> DIRECTIVE
Exactly reproduce each record listed below.

----- ENTRIES

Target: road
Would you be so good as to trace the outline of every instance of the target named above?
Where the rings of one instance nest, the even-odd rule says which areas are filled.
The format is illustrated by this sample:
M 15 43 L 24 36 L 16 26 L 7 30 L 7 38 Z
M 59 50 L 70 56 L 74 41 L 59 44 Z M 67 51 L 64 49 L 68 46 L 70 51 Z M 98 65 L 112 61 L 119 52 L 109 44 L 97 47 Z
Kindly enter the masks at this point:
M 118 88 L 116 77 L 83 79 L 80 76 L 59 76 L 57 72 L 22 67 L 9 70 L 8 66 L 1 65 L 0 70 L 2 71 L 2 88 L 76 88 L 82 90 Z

----------

> COMPLETE ANSWER
Target: road
Would you be so good as to trace the outline of every instance of the target named above?
Where the rings of one instance nest, the even-odd rule says which areas are filled.
The format is illustrated by this sample:
M 15 43 L 24 36 L 16 26 L 7 30 L 7 38 Z
M 59 50 L 70 56 L 74 41 L 59 44 Z M 67 51 L 64 49 L 68 46 L 70 51 Z M 98 65 L 112 61 L 119 52 L 109 44 L 97 47 Z
Kindly enter the masks at this point:
M 118 88 L 116 77 L 83 79 L 80 76 L 59 76 L 57 72 L 22 67 L 9 70 L 8 66 L 1 65 L 0 70 L 2 71 L 2 88 L 76 88 L 82 90 Z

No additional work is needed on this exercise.